Task instructions:
Find each line in the records below that contains the word "white" and copy those lines in full.
%%
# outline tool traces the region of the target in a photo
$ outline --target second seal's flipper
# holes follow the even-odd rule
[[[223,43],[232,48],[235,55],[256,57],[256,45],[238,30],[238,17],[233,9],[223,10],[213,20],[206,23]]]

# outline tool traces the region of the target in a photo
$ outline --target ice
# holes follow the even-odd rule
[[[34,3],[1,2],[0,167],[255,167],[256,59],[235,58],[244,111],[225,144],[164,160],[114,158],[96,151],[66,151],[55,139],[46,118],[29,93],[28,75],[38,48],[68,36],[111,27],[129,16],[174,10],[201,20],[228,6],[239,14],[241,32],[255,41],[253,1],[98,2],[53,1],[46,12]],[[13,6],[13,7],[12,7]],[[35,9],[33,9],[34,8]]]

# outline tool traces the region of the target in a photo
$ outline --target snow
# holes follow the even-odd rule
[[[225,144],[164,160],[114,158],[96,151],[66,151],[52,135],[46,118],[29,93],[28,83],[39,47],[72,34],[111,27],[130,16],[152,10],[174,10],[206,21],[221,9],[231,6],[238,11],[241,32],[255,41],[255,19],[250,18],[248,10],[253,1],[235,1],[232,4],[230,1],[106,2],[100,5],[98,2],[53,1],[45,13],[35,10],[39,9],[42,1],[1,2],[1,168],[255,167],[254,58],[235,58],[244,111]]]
%%
%%
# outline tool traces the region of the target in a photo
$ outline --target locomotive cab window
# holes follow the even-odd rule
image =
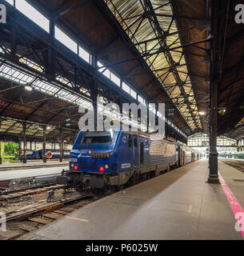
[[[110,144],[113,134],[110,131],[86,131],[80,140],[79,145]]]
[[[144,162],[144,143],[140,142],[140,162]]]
%%
%%
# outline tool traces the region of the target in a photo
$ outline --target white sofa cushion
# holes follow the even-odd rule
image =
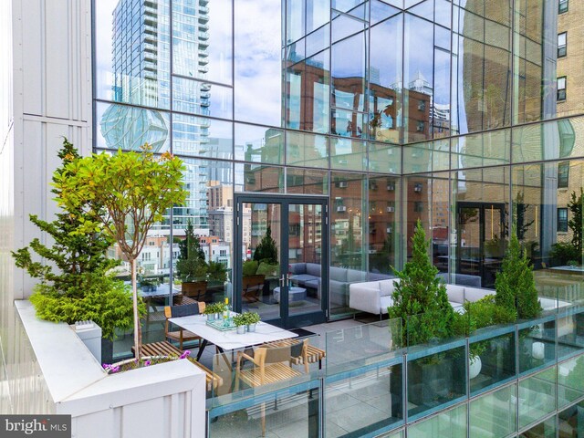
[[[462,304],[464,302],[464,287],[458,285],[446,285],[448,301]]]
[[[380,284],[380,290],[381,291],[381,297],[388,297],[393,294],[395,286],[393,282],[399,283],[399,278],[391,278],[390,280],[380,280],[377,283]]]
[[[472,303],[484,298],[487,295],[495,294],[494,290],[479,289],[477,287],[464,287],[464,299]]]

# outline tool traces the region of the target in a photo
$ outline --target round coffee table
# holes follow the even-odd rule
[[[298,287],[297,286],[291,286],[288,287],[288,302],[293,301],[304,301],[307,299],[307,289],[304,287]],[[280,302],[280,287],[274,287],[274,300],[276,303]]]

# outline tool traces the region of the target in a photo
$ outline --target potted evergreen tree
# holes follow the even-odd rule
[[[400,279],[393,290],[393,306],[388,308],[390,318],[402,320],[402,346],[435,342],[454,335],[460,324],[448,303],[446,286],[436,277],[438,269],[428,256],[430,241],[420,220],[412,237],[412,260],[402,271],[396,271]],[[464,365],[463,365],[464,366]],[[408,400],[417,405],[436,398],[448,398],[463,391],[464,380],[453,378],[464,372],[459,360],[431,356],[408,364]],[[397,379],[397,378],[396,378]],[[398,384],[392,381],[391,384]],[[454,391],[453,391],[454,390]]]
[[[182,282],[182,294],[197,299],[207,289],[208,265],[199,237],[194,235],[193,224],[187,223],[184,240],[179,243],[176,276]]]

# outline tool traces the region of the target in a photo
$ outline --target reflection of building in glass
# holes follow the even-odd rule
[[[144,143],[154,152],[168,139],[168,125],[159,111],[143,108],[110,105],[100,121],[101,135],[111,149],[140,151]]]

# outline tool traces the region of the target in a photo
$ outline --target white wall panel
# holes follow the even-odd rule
%%
Exercise response:
$ outline --target white sofa cushion
$ outline --target white wall panel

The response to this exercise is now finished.